- Tarefa proposta a
Edite o trecho sobre as saídas temporárias de presos, começando em "A legislação atual" e terminando em "dias entre elas.", e substitua "juízes" por "magistrados".

- Trecho citado
---+---

As saídas temporárias em datas comemorativas e feriadas – conhecidas como saidinhas ou saidões de Natal, Dia das Mães etc. – são um benefício que costuma ser concedido aos presos do regime semiaberto pela Justiça com base na Lei de Execuções Penais.
O benefício só é concedido aos detentos que:
Tenham bom comportamento;
Não tenham praticado faltas graves no último ano;
Tenham cumprido parte da pena (1⁄6 para réus que estão cumprindo a 1ª condenação, e 1⁄4 para reincidentes).
Além disso, as unidades prisionais precisam avaliar se a saída cumpre os objetivos da pena da pessoa. A partir desses dados, o Ministério Público emite um parecer favorável ou contrário à saída temporária e o juiz ou a juíza da Vara de Execuções Penais decidem se concedem ou não o benefício.
A legislação atual permite que juízes autorizem as “saidinhas” a detentos do regime semiaberto para:
visitas à família
cursos profissionalizantes, de ensino médio e de ensino superior
e atividades de retorno do convívio social
Com as mudanças do pacote anticrime, em 2020, o preso condenado por crime hediondo com morte não tem mais direito a saída temporária, a não ser que tenham obtido o benefício antes da mudança da lei.
O projeto que pode ser voltado nesta terça acaba com as saídas para visitas e atividades de convívio social.
Em regra, a saidinha em datas festivas dura 7 dias e pode ser concedida 4 vezes no ano, com intervalo de 45 dias entre elas.
Os presos são proibidos de frequentar bares e casas noturnas —independente da hora— e devem ficar durante toda a noite no endereço informado à Justiça.
O benefício é revogado caso o preso cometa algum crime ou deixe de cumprir alguma das regras da saída.
Para que serve a saída temporária em datas comemorativas ou feriados?
A saída temporária existe para que o preso seja reintegrado à vida em sociedade de forma progressiva, aos poucos, durante o cumprimento da pena, argumenta o ex-secretário nacional de Políticas Penais do Ministério da Justiça e Segurança Pública, Rafael Velasco — substituído com a entrada do ministro Ricardo Lewandowski na pasta.

---+---

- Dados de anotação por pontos
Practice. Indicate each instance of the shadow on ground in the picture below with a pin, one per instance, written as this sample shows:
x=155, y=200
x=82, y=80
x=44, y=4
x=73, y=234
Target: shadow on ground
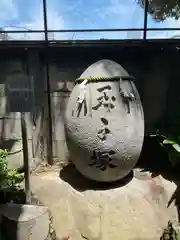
x=153, y=159
x=10, y=232
x=72, y=176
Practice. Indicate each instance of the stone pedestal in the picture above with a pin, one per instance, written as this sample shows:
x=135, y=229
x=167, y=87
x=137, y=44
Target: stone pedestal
x=133, y=209
x=25, y=222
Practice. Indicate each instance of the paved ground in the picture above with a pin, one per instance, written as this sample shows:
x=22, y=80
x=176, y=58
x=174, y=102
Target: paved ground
x=135, y=209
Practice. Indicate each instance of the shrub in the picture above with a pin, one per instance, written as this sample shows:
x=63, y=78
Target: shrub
x=8, y=178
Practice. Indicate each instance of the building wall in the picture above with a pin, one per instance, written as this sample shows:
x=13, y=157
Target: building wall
x=157, y=78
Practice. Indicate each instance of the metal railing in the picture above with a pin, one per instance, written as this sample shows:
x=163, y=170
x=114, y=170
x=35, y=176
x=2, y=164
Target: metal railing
x=4, y=33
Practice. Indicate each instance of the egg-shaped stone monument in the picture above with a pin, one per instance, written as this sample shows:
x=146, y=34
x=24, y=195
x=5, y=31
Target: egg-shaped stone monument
x=104, y=122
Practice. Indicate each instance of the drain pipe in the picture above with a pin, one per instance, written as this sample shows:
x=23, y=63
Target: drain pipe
x=50, y=135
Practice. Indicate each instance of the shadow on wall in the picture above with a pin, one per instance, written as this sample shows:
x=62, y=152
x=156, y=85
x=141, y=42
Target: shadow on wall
x=19, y=91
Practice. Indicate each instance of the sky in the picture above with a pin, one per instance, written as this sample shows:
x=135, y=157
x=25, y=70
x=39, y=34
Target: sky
x=79, y=14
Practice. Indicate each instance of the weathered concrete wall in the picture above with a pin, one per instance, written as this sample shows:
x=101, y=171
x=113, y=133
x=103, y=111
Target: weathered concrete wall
x=157, y=79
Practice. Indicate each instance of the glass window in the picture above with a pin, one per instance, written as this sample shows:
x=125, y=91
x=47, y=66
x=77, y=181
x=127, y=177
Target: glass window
x=18, y=15
x=113, y=35
x=95, y=14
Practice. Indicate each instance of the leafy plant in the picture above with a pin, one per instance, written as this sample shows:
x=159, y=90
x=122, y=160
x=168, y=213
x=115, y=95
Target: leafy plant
x=8, y=178
x=171, y=145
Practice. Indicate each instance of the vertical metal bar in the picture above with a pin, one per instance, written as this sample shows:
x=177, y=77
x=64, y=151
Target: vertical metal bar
x=26, y=158
x=145, y=19
x=50, y=135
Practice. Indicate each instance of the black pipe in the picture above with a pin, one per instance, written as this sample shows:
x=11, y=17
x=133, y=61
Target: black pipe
x=50, y=134
x=145, y=19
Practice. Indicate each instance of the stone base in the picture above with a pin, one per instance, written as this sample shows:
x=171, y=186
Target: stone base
x=133, y=209
x=24, y=222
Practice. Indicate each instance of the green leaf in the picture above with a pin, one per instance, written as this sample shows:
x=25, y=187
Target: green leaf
x=167, y=141
x=177, y=147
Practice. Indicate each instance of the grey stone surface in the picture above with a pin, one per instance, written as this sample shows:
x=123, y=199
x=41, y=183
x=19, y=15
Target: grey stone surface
x=117, y=132
x=84, y=210
x=25, y=222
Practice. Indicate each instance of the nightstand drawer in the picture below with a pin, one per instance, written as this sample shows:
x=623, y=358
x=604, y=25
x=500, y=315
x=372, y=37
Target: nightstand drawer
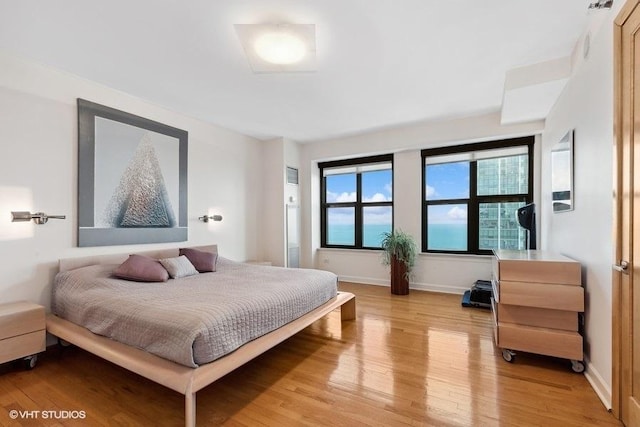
x=22, y=330
x=22, y=346
x=19, y=318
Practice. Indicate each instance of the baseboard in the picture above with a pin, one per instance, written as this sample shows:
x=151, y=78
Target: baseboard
x=598, y=384
x=418, y=286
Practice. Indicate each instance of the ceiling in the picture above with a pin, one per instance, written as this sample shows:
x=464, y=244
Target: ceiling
x=380, y=63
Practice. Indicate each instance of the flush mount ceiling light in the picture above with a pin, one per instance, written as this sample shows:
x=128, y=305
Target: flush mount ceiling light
x=273, y=48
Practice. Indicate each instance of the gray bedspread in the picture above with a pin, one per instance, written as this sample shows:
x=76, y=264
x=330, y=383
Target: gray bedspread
x=196, y=319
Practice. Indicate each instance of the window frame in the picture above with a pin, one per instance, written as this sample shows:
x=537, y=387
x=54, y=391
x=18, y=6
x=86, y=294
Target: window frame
x=358, y=204
x=474, y=201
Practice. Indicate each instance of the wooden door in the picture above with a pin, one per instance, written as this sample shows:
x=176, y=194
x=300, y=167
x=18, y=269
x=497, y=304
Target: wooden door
x=626, y=272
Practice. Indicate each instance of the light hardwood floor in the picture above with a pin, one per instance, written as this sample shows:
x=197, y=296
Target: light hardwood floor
x=419, y=359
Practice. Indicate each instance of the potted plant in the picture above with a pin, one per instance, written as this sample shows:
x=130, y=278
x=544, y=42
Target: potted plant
x=400, y=252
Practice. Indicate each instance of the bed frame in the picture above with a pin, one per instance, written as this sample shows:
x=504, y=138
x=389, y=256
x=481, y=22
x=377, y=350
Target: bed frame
x=182, y=379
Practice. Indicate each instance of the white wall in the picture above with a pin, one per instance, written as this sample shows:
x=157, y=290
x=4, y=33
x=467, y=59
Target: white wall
x=585, y=233
x=444, y=273
x=38, y=172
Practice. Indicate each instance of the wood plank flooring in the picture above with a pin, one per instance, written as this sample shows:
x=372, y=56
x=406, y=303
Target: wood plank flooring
x=417, y=360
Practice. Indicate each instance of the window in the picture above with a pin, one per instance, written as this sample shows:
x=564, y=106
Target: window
x=356, y=200
x=471, y=194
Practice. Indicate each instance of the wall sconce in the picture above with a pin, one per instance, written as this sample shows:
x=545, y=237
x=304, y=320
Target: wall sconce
x=38, y=217
x=601, y=4
x=206, y=218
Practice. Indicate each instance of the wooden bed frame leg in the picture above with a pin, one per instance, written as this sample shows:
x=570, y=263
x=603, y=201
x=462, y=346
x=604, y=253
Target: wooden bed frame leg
x=348, y=310
x=189, y=409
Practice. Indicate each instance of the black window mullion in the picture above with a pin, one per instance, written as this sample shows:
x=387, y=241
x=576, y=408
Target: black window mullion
x=473, y=210
x=358, y=211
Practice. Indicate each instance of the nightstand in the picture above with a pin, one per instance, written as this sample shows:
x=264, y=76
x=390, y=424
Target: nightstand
x=22, y=332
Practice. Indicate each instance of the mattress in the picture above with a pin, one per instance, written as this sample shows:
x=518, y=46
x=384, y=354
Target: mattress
x=192, y=320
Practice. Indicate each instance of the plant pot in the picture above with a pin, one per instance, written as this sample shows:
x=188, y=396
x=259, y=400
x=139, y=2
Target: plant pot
x=399, y=280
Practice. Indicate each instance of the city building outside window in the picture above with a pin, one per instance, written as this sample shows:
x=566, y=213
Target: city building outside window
x=471, y=193
x=356, y=200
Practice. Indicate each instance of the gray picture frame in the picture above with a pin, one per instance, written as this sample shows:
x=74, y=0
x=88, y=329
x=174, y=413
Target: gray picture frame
x=132, y=178
x=562, y=191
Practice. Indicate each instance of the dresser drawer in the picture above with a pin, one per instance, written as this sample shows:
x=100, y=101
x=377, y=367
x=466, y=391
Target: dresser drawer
x=541, y=295
x=540, y=317
x=550, y=342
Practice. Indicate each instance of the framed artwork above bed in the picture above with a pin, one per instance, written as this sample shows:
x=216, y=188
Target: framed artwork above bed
x=132, y=178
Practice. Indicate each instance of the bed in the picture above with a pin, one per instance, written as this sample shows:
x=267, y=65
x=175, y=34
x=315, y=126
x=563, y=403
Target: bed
x=187, y=368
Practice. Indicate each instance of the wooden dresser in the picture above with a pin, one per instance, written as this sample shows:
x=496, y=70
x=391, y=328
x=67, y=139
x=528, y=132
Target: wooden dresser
x=537, y=296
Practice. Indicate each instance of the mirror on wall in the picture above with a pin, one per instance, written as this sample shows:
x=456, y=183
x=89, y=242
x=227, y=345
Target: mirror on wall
x=562, y=174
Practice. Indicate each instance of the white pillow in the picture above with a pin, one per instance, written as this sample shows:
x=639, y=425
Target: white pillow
x=178, y=267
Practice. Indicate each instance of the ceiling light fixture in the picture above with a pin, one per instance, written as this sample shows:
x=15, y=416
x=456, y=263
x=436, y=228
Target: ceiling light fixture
x=601, y=4
x=278, y=48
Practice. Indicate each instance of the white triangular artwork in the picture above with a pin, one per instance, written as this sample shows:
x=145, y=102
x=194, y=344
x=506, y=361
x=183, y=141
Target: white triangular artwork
x=141, y=198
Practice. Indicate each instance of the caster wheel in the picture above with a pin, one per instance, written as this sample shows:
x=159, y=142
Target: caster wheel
x=508, y=355
x=30, y=362
x=577, y=366
x=63, y=343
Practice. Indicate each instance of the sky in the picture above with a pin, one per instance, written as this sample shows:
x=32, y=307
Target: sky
x=376, y=187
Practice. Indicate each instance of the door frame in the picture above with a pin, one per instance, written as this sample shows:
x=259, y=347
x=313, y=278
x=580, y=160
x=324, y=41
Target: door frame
x=621, y=348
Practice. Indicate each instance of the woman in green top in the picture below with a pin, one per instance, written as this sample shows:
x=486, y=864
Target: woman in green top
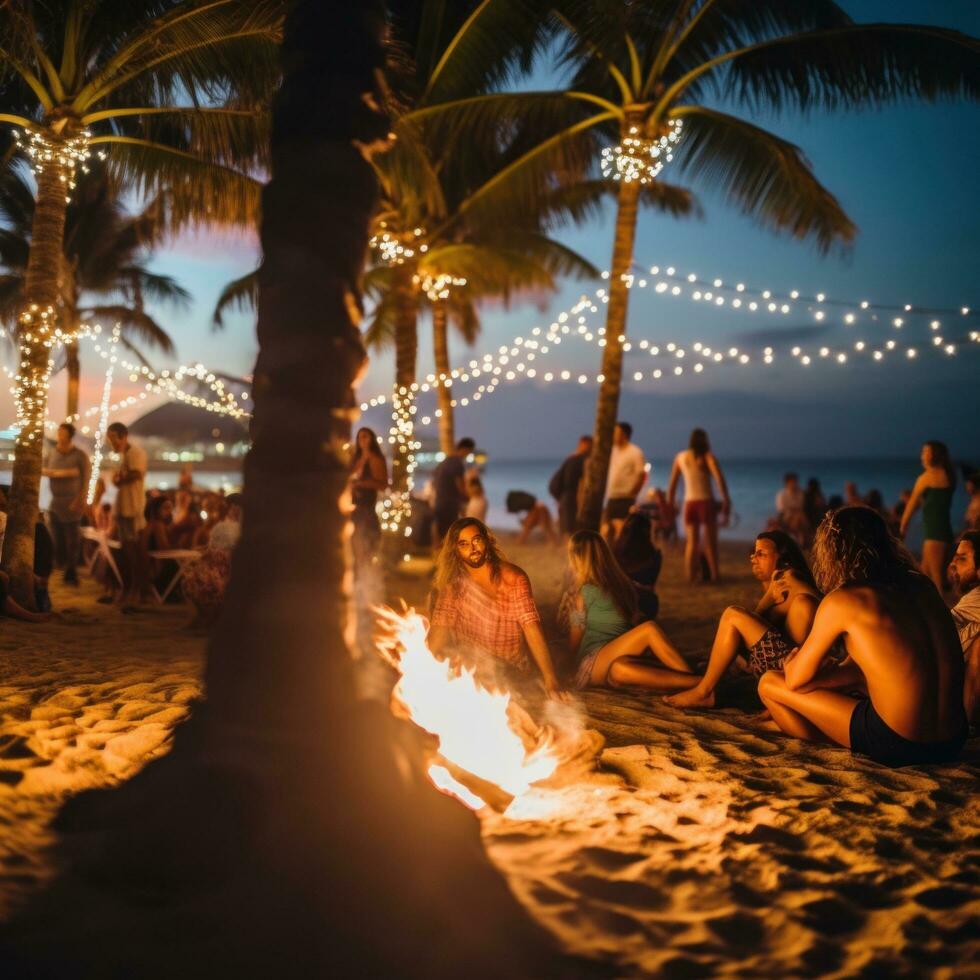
x=611, y=650
x=934, y=491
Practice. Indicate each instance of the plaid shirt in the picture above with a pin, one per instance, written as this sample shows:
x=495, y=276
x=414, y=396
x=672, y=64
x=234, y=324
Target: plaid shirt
x=490, y=623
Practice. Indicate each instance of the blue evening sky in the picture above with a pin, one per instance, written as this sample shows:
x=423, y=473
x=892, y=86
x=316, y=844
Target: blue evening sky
x=907, y=175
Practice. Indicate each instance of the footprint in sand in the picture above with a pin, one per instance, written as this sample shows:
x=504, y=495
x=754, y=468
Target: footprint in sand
x=15, y=747
x=943, y=897
x=633, y=894
x=610, y=860
x=832, y=917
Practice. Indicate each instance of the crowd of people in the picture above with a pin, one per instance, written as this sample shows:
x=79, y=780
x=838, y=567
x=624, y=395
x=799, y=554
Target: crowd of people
x=853, y=644
x=135, y=543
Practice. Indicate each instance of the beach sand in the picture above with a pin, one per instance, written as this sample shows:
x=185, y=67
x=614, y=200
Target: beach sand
x=717, y=852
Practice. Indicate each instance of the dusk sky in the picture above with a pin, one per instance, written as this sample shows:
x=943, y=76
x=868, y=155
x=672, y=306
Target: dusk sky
x=908, y=178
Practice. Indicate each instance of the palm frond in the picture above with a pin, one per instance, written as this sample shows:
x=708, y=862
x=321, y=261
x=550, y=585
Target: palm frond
x=856, y=66
x=239, y=294
x=135, y=324
x=158, y=288
x=190, y=191
x=765, y=176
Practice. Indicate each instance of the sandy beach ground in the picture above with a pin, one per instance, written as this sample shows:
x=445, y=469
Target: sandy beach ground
x=716, y=852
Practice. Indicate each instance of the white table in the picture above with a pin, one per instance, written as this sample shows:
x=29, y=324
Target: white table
x=105, y=547
x=183, y=557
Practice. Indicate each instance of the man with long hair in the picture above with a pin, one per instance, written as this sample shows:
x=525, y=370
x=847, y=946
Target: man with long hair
x=483, y=605
x=902, y=646
x=782, y=619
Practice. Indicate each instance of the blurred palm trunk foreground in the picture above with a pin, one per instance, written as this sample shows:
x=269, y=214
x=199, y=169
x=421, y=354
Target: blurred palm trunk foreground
x=291, y=830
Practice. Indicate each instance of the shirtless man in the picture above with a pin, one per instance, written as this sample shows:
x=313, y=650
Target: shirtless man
x=964, y=576
x=781, y=621
x=902, y=645
x=483, y=604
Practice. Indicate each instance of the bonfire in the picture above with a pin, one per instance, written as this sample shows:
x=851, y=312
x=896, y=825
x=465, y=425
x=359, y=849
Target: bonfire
x=487, y=749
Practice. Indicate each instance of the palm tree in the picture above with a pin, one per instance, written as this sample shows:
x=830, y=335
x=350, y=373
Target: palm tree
x=638, y=70
x=289, y=815
x=175, y=92
x=106, y=250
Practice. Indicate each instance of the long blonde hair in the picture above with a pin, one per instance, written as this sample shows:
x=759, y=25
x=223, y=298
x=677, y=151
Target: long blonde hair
x=451, y=569
x=593, y=563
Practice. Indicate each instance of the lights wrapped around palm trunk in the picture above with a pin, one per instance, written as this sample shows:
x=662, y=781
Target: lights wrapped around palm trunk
x=438, y=286
x=395, y=248
x=68, y=154
x=639, y=158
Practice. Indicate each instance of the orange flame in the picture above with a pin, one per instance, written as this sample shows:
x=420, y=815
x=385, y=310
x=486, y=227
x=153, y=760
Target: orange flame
x=469, y=721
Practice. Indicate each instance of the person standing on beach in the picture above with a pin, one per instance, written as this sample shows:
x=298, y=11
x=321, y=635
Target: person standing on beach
x=782, y=619
x=964, y=576
x=130, y=506
x=566, y=483
x=482, y=604
x=627, y=471
x=934, y=491
x=698, y=465
x=368, y=476
x=611, y=650
x=67, y=469
x=790, y=508
x=449, y=488
x=902, y=649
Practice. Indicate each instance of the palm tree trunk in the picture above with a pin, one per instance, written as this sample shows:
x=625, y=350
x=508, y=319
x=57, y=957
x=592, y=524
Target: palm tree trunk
x=440, y=346
x=73, y=369
x=290, y=816
x=607, y=403
x=406, y=356
x=41, y=292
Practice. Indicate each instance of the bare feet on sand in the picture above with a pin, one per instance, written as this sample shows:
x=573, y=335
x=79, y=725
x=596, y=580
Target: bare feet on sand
x=692, y=698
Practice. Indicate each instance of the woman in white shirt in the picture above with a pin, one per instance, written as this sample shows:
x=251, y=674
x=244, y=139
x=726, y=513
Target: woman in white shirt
x=476, y=506
x=698, y=466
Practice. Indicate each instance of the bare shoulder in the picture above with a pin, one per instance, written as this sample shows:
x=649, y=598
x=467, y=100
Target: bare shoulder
x=513, y=575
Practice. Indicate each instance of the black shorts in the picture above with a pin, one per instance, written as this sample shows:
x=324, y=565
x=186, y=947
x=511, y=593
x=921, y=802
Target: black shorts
x=618, y=508
x=870, y=736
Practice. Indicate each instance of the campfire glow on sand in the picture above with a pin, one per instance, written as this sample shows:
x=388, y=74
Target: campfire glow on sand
x=473, y=725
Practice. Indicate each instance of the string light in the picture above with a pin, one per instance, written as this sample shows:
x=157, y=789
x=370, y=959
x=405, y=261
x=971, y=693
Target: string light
x=103, y=415
x=69, y=154
x=38, y=337
x=396, y=248
x=397, y=505
x=639, y=158
x=438, y=286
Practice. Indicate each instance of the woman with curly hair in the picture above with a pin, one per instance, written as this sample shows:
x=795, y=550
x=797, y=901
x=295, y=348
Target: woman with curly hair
x=902, y=650
x=765, y=637
x=611, y=650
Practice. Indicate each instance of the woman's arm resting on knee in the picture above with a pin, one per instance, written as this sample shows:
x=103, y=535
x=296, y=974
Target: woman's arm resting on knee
x=828, y=624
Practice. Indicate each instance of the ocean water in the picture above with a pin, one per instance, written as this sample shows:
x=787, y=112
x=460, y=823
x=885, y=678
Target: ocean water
x=752, y=484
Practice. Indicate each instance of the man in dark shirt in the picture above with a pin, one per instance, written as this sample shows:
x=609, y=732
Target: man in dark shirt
x=68, y=469
x=564, y=485
x=449, y=486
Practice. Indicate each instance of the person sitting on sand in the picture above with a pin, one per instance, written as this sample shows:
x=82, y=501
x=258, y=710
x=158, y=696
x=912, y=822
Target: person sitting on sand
x=964, y=576
x=902, y=646
x=483, y=603
x=611, y=650
x=536, y=514
x=781, y=621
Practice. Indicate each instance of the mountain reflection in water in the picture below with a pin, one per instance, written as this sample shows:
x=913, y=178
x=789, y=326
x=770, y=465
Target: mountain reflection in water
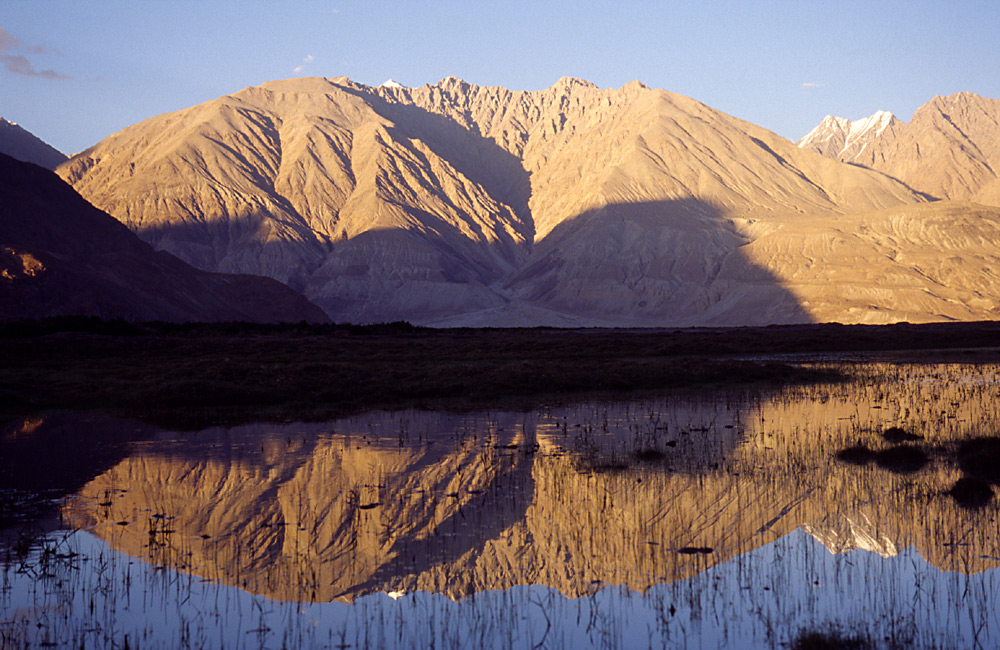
x=587, y=501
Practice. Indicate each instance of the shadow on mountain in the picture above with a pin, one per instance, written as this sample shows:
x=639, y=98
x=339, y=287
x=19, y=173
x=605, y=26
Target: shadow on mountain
x=654, y=263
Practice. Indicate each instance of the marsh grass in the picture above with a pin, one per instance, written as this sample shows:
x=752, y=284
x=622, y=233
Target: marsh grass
x=657, y=517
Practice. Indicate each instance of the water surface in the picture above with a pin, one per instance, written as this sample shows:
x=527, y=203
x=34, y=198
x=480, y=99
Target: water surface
x=717, y=519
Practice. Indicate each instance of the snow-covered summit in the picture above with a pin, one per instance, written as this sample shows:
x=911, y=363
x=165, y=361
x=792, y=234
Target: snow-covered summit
x=847, y=140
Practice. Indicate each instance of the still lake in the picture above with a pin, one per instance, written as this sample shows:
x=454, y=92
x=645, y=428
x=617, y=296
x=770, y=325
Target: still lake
x=710, y=519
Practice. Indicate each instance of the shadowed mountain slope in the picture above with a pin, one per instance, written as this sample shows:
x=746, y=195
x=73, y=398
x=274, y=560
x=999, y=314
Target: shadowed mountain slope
x=61, y=256
x=456, y=204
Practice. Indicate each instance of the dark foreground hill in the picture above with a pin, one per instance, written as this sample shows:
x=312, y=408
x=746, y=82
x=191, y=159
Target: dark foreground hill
x=59, y=255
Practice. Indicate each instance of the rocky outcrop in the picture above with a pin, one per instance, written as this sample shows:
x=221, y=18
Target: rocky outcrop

---+---

- Tarefa proposta b
Reproduza sem nenhuma alteração as linhas das entradas, começando na que contém "Practice. Indicate each instance of the weathered" e terminando na que contém "x=171, y=145".

- Resposta a
A legislação atual permite que magistrados autorizem as “saidinhas” a detentos do regime semiaberto para:
visitas à família
cursos profissionalizantes, de ensino médio e de ensino superior
e atividades de retorno do convívio social
Com as mudanças do pacote anticrime, em 2020, o preso condenado por crime hediondo com morte não tem mais direito a saída temporária, a não ser que tenham obtido o benefício antes da mudança da lei.
O projeto que pode ser voltado nesta terça acaba com as saídas para visitas e atividades de convívio social.
Em regra, a saidinha em datas festivas dura 7 dias e pode ser concedida 4 vezes no ano, com intervalo de 45 dias entre elas.

- Resposta b
Practice. Indicate each instance of the weathered concrete wall in the picture above with a pin, one per instance, written as this sample shows:
x=101, y=171
x=113, y=133
x=103, y=111
Target: weathered concrete wall
x=157, y=79
Practice. Indicate each instance of the glass window in the picture above with a pin, one per instance, written as this sample shows:
x=125, y=91
x=47, y=66
x=77, y=181
x=127, y=177
Target: glass window
x=18, y=15
x=113, y=35
x=95, y=14
Practice. Indicate each instance of the leafy plant in the picture above with a pin, one per instance, written as this sample shows:
x=159, y=90
x=122, y=160
x=168, y=213
x=115, y=95
Target: leafy plant
x=8, y=178
x=171, y=145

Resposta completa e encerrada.